● MATERIAL SHOWN
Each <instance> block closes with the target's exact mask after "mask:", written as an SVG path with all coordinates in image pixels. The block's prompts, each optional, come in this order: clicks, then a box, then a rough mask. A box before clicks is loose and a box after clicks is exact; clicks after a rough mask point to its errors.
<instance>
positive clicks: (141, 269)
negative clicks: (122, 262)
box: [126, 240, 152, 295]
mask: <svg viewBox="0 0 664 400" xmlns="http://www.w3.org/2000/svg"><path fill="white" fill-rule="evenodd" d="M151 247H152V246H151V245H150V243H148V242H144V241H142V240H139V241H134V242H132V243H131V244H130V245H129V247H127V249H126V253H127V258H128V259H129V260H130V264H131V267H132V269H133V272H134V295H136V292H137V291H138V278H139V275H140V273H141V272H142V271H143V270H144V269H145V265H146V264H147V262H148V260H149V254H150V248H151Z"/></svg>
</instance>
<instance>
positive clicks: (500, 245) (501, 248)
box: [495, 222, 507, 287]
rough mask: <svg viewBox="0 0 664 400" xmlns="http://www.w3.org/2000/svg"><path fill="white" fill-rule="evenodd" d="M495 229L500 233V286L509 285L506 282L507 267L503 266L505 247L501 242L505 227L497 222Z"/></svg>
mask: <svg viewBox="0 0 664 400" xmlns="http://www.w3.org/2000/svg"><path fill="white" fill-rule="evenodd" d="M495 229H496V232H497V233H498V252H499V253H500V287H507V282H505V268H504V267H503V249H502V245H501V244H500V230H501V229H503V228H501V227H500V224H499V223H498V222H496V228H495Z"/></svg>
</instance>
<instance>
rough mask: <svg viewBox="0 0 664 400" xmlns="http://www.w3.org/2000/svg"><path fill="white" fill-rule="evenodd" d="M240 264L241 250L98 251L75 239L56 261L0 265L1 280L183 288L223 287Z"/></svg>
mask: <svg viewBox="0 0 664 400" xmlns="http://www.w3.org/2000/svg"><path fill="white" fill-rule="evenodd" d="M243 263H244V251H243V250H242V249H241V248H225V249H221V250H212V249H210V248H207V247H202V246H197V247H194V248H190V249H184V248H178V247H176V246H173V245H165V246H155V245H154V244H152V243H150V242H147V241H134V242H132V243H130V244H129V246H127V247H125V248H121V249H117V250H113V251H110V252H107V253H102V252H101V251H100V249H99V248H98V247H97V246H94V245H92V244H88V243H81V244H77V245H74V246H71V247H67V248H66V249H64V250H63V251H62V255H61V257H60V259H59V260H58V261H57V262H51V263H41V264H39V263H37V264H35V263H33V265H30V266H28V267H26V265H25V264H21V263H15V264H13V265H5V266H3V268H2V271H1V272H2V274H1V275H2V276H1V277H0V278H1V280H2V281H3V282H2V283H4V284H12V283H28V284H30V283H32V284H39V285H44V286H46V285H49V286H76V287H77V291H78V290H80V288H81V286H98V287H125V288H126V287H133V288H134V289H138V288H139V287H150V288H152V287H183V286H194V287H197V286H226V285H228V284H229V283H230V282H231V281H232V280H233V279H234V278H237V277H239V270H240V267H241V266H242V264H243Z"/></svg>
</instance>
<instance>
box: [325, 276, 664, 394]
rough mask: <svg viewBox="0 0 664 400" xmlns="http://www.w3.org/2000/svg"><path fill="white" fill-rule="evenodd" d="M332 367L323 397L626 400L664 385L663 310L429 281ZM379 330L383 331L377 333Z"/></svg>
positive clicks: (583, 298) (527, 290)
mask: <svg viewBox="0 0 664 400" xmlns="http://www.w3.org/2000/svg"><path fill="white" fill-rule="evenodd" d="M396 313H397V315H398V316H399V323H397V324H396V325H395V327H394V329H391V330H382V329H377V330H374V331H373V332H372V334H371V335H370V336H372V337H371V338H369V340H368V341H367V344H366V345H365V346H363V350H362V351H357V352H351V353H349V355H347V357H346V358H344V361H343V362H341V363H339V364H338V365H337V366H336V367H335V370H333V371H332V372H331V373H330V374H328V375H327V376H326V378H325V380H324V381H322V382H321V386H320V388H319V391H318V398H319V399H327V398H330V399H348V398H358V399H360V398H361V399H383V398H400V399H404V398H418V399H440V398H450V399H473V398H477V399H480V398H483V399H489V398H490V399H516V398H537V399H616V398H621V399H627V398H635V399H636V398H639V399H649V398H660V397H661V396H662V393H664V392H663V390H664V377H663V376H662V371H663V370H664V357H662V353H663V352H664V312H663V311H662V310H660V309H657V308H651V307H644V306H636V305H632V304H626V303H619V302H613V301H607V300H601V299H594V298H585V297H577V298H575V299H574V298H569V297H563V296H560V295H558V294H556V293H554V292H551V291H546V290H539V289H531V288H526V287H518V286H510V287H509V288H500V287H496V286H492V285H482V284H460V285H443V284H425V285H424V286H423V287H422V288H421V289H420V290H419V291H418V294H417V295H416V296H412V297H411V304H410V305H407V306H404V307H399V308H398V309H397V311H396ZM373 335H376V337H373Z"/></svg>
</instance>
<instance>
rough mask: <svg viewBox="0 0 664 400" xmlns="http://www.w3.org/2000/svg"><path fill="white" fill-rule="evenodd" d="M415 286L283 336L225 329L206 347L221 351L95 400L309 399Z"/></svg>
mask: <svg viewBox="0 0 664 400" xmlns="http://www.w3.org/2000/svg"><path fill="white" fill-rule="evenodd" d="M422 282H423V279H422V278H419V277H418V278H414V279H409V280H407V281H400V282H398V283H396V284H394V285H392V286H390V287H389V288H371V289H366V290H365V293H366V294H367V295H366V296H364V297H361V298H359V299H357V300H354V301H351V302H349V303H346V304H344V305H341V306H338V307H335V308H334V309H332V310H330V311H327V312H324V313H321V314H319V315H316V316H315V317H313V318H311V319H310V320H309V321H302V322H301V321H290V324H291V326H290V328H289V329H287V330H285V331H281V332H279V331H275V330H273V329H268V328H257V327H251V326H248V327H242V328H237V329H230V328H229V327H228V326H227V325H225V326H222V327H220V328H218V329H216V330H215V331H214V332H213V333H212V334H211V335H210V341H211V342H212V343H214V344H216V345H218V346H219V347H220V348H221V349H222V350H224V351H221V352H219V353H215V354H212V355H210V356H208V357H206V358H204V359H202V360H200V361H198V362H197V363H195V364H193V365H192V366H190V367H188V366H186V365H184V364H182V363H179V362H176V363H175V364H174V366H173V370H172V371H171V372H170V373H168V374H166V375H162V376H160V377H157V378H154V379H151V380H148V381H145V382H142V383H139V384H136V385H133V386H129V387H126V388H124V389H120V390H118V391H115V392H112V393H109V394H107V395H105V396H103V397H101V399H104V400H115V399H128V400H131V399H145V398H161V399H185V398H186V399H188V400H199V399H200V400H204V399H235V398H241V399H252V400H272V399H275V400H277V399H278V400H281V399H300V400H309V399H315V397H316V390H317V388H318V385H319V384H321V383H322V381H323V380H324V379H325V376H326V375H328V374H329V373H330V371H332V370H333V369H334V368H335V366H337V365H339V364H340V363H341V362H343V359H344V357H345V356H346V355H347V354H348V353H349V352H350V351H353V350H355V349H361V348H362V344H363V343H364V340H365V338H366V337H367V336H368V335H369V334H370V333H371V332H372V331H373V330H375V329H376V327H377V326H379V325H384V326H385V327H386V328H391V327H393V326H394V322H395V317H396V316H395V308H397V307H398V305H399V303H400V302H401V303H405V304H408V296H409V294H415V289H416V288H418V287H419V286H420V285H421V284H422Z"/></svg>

● PROBLEM TO SOLVE
Reproduce all of the entries above verbatim, line for line, without altering any character.

● THE ANSWER
Each <instance> block closes with the target's exact mask after "mask:", written as an SVG path with all coordinates in image pixels. The block's prompts, each optional, come in this order: clicks, then a box, then a rough mask. A box before clicks is loose and a box after clicks is exact; clicks after a rough mask point to its errors.
<instance>
positive clicks: (141, 269)
negative clicks: (122, 262)
box: [126, 240, 152, 295]
mask: <svg viewBox="0 0 664 400" xmlns="http://www.w3.org/2000/svg"><path fill="white" fill-rule="evenodd" d="M151 247H152V246H151V245H150V243H148V242H144V241H142V240H139V241H134V242H132V243H131V244H130V245H129V247H127V249H126V253H127V258H128V259H129V260H130V264H131V267H132V269H133V272H134V295H136V292H137V291H138V278H139V275H140V273H141V272H142V271H143V270H144V269H145V265H146V264H147V262H148V260H149V254H150V248H151Z"/></svg>
</instance>
<instance>
positive clicks: (500, 245) (501, 248)
box: [495, 222, 507, 287]
rough mask: <svg viewBox="0 0 664 400" xmlns="http://www.w3.org/2000/svg"><path fill="white" fill-rule="evenodd" d="M495 229L500 233V286L509 285L506 282L507 267L503 266L505 247L501 242L505 227L497 222Z"/></svg>
mask: <svg viewBox="0 0 664 400" xmlns="http://www.w3.org/2000/svg"><path fill="white" fill-rule="evenodd" d="M495 229H496V232H497V233H498V252H499V253H500V287H507V282H505V268H504V267H503V249H502V245H501V244H500V230H501V229H503V228H501V227H500V224H499V223H498V222H496V228H495Z"/></svg>
</instance>
<instance>
rough mask: <svg viewBox="0 0 664 400" xmlns="http://www.w3.org/2000/svg"><path fill="white" fill-rule="evenodd" d="M240 264L241 250L98 251L75 239L56 261L0 265L1 280L183 288L223 287Z"/></svg>
mask: <svg viewBox="0 0 664 400" xmlns="http://www.w3.org/2000/svg"><path fill="white" fill-rule="evenodd" d="M243 263H244V251H243V250H242V249H241V248H225V249H221V250H212V249H210V248H207V247H202V246H197V247H194V248H190V249H184V248H178V247H176V246H173V245H165V246H155V245H154V244H152V243H150V242H147V241H134V242H132V243H130V244H129V246H127V247H125V248H121V249H117V250H113V251H110V252H107V253H102V252H101V251H100V249H99V248H98V247H97V246H94V245H92V244H88V243H81V244H77V245H74V246H71V247H67V248H66V249H64V250H63V251H62V255H61V257H60V259H59V260H58V261H57V262H51V263H41V264H39V263H37V264H35V263H33V265H30V266H28V267H26V265H25V264H21V263H15V264H13V265H5V266H3V268H2V271H1V272H2V274H1V275H2V276H1V277H0V278H1V280H2V281H3V282H2V283H4V284H12V283H28V284H30V283H32V284H39V285H44V286H46V285H49V286H76V287H77V291H78V290H80V288H81V286H98V287H125V288H126V287H133V288H134V289H138V288H139V287H150V288H152V287H183V286H194V287H197V286H226V285H228V284H229V283H230V282H231V281H232V280H233V279H234V278H237V277H239V270H240V267H241V266H242V264H243Z"/></svg>
</instance>
<instance>
box: [325, 276, 664, 394]
rough mask: <svg viewBox="0 0 664 400" xmlns="http://www.w3.org/2000/svg"><path fill="white" fill-rule="evenodd" d="M332 367L323 397L626 400L664 385L663 310L429 281ZM379 330L383 331L377 333Z"/></svg>
positive clicks: (583, 298) (527, 290)
mask: <svg viewBox="0 0 664 400" xmlns="http://www.w3.org/2000/svg"><path fill="white" fill-rule="evenodd" d="M396 313H397V315H398V316H399V323H397V324H396V325H395V327H394V329H391V330H382V329H377V330H374V331H373V332H372V334H371V335H370V336H372V337H371V338H369V340H368V341H367V344H366V345H365V346H363V350H362V351H357V352H351V353H349V355H347V357H346V358H344V361H343V362H341V363H339V364H338V365H337V366H336V367H335V370H333V371H332V372H331V373H330V374H328V375H327V376H326V378H325V380H324V381H322V382H321V386H320V388H319V391H318V398H319V399H327V398H330V399H348V398H358V399H360V398H361V399H383V398H400V399H404V398H418V399H440V398H450V399H473V398H477V399H480V398H483V399H489V398H490V399H516V398H537V399H616V398H621V399H627V398H635V399H636V398H639V399H649V398H660V397H661V396H662V393H664V392H663V390H664V377H663V376H662V371H663V370H664V357H662V353H663V352H664V312H663V311H662V310H660V309H657V308H651V307H644V306H636V305H632V304H626V303H619V302H613V301H607V300H601V299H594V298H585V297H577V298H575V299H574V298H569V297H563V296H560V295H558V294H556V293H554V292H551V291H546V290H539V289H531V288H526V287H518V286H510V287H509V288H500V287H496V286H492V285H482V284H460V285H443V284H425V285H424V286H423V287H422V288H421V289H420V290H419V291H418V294H417V295H416V296H412V297H411V304H410V305H407V306H404V307H399V308H398V309H397V311H396ZM373 335H376V337H373Z"/></svg>
</instance>
<instance>
rough mask: <svg viewBox="0 0 664 400" xmlns="http://www.w3.org/2000/svg"><path fill="white" fill-rule="evenodd" d="M415 286L283 336L225 329L206 347L221 351L95 400L309 399Z"/></svg>
mask: <svg viewBox="0 0 664 400" xmlns="http://www.w3.org/2000/svg"><path fill="white" fill-rule="evenodd" d="M422 282H423V279H422V278H419V277H418V278H414V279H409V280H407V281H400V282H398V283H396V284H394V285H392V286H390V287H389V288H371V289H366V290H365V293H366V294H367V295H366V296H364V297H361V298H359V299H357V300H354V301H351V302H349V303H346V304H344V305H341V306H338V307H335V308H334V309H332V310H330V311H327V312H324V313H321V314H319V315H316V316H315V317H313V318H311V319H310V320H309V321H302V322H301V321H290V324H291V326H290V328H289V329H287V330H285V331H281V332H279V331H275V330H273V329H268V328H257V327H251V326H248V327H242V328H237V329H230V328H229V327H228V326H227V325H225V326H222V327H220V328H218V329H216V330H215V331H214V332H213V333H212V334H211V335H210V341H211V342H212V343H214V344H216V345H218V346H219V347H220V348H221V349H222V350H224V351H221V352H219V353H215V354H212V355H210V356H208V357H206V358H204V359H202V360H200V361H198V362H197V363H195V364H193V365H192V366H190V367H188V366H186V365H184V364H182V363H179V362H176V363H175V364H174V366H173V370H172V371H171V372H170V373H168V374H166V375H162V376H160V377H157V378H154V379H151V380H148V381H145V382H142V383H139V384H136V385H133V386H129V387H126V388H124V389H120V390H118V391H115V392H112V393H109V394H107V395H105V396H103V397H101V399H104V400H115V399H128V400H131V399H145V398H161V399H185V398H186V399H188V400H199V399H200V400H204V399H235V398H241V399H252V400H272V399H275V400H277V399H278V400H281V399H300V400H309V399H315V397H316V390H317V388H318V385H319V384H321V383H322V381H323V380H324V379H325V376H326V375H328V374H329V373H330V371H332V370H333V369H334V368H335V366H337V365H339V364H340V363H341V362H343V359H344V357H345V356H346V355H347V354H348V353H349V352H350V351H353V350H355V349H361V348H362V344H363V343H364V340H365V338H366V337H367V336H368V335H369V334H370V333H371V332H372V331H373V330H375V329H376V327H377V326H379V325H384V326H385V327H386V328H391V327H393V326H394V322H395V317H396V316H395V308H397V307H398V305H399V303H400V302H401V303H405V304H408V296H409V294H415V289H416V288H418V287H419V286H420V285H421V284H422Z"/></svg>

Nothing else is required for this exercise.